***** Passage shown

You are viewing a plain text version of this content. The canonical link for it is here.
Posted to solr-user@lucene.apache.org by Paul Rosen <pa...@performantsoftware.com> on 2009/11/06 22:24:07 UTC

de-boosting certain facets during search

Hi,

I'm using solr-ruby-0.0.8 and solr 1.4.

My data contains a faceted field called "genre". We would like one 
particular genre, (the one named "Citation") to show up last in the results.

I'm having trouble figuring out how to add the boost parameter to the 
solr-ruby call. Here is my code:

req = Solr::Request::Standard.new(:start => start,
   :rows => max,
   :sort => sort_param,
   :query => query,
   :filter_queries => filter_queries,
   :field_list => @field_list,
   :facets => {:fields => @facet_fields,
     :mincount => 1,
     :missing => true,
     :limit => -1},
   :highlighting => {:field_list => ['text'],
     :fragment_size => 600},
     :shards => @cores)

response = @solr.send(req)

Do I just format it inside my query, like this:

query = query + "AND genre:Citation^.01"

or in filter_query, like this:

filter_queries.push("genre:Citation^.01")

or is there a hash parameter that I set?

(Note that the user can select Citation explicitly. I'll probably 
special case that.)

I've tried variations of the above, but I've had no luck so far.

Thanks,
Paul

Re: de-boosting certain facets during search

Posted by Paul Rosen <pa...@performantsoftware.com>.
Thanks Erik,

Your suggestion below works great.

And we do want a particularly relevant Citation to appear higher in the 
list.

I'm guessing that the value of the boost (you've given "5" in your 
example) is important to getting the Citations to be just high enough.

Is there a way for me to determine, in a generic way, what a good value 
for that boost would be? Since there are an infinite number of possible 
queries the user can make, I don't think trial and error is particularly 
useful.

Are there any rules-of-thumb for determining that number?

Erik Hatcher wrote:
> Paul,
> 
> Inline below...
> 
> On Nov 9, 2009, at 6:28 PM, Paul Rosen wrote:
>> If I could just create the desired URL, I can probably work backwards 
>> and construct the correct ruby call.

**********
***** Extracted material

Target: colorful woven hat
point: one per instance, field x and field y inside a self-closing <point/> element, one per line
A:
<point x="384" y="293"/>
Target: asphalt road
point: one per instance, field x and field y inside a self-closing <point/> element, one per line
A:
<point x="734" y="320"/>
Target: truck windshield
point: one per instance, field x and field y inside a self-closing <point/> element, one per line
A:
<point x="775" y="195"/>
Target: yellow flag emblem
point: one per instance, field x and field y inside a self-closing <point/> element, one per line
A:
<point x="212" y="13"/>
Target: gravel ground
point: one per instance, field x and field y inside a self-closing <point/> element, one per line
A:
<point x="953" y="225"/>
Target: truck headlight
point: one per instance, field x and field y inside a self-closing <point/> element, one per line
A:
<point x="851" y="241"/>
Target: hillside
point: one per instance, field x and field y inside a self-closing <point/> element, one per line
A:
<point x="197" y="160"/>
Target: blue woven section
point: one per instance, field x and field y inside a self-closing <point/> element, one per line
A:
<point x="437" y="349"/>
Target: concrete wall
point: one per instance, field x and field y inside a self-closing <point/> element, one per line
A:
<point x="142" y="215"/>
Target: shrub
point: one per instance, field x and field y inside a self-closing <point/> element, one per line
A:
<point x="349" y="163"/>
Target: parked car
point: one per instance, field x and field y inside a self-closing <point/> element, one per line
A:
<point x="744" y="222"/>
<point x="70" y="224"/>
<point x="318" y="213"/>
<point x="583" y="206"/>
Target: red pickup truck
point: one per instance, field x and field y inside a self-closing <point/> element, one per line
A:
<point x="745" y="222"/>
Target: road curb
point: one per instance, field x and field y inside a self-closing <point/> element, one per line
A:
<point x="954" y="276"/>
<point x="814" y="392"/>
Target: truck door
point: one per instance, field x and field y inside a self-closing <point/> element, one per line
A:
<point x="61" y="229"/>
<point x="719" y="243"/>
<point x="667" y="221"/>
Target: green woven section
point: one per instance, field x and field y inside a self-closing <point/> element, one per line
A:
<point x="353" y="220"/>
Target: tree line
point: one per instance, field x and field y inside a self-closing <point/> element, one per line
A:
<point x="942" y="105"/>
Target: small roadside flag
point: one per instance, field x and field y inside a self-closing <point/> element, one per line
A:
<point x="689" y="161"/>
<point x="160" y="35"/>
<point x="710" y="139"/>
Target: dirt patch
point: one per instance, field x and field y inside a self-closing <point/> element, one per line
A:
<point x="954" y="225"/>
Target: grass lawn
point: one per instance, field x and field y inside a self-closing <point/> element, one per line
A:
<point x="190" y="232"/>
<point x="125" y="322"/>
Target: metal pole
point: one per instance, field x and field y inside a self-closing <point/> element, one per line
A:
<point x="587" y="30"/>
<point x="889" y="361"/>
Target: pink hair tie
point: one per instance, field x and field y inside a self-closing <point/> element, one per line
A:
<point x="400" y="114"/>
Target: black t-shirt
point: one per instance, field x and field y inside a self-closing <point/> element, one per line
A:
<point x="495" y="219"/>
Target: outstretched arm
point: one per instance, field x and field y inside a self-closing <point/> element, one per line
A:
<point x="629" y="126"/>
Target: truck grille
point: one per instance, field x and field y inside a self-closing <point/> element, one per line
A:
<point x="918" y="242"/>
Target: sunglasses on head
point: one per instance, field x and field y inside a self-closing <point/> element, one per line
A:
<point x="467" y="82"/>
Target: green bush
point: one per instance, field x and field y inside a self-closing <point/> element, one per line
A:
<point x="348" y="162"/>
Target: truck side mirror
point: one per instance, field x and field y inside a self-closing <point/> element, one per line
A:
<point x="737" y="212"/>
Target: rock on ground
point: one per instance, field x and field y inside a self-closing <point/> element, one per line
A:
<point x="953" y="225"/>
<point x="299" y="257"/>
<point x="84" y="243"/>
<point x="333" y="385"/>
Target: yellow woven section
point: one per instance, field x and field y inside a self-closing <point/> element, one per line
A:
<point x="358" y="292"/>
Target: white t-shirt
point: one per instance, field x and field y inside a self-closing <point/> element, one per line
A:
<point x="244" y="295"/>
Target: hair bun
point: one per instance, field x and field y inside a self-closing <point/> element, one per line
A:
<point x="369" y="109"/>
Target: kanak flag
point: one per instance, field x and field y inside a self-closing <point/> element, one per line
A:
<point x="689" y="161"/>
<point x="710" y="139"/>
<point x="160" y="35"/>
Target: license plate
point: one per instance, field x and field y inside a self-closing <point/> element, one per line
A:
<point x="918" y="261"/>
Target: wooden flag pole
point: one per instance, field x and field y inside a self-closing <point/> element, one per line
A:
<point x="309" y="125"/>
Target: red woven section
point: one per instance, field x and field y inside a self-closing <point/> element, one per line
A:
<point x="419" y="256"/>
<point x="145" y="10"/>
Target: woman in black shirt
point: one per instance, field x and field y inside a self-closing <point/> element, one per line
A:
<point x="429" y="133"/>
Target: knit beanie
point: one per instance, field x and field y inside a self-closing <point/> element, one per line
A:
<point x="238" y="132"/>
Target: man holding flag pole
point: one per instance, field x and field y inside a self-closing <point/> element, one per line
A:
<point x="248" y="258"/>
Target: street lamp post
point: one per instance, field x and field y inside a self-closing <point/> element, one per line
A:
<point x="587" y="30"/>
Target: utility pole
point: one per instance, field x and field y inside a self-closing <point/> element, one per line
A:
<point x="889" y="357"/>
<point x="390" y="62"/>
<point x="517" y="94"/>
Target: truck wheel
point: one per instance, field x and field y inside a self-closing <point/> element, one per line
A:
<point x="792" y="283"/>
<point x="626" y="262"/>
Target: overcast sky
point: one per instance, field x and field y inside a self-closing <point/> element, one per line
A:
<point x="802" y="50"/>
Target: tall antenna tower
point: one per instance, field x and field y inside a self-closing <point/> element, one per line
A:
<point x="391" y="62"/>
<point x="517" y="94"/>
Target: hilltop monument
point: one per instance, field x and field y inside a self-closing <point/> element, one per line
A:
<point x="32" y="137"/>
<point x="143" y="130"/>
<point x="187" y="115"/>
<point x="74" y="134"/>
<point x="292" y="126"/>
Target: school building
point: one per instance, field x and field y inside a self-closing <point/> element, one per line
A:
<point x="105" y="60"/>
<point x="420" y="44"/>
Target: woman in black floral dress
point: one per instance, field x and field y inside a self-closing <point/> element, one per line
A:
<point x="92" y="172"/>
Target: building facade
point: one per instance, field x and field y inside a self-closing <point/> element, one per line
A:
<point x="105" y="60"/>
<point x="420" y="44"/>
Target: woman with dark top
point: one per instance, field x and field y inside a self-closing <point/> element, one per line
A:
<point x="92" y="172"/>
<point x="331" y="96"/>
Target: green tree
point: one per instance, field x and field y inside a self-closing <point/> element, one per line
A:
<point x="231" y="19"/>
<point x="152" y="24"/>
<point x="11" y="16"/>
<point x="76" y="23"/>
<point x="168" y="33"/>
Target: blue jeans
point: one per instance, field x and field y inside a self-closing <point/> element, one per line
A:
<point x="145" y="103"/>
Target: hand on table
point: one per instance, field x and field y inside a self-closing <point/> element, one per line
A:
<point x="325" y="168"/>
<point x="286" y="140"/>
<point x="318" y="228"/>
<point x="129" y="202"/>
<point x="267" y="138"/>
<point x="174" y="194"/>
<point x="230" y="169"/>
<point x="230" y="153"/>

**********

** Problems to work on **
1/ In the Solr thread, why does Paul doubt that trial and error will help him choose a boost value? Answer in one to three sentences.
2/ According to the Solr thread, which genre do they want to show up last in the results?
3/ Please echo the Solr thread between "or is there" and "luck so far.", inclusive.

** Solutions below **
1/ He says the user can make an infinite number of possible queries. Because of that, he doesn't think trial and error is particularly useful for finding a generic boost value.

2/ The genre named "Citation."

3/
or is there a hash parameter that I set?

(Note that the user can select Citation explicitly. I'll probably 
special case that.)

I've tried variations of the above, but I've had no luck so far.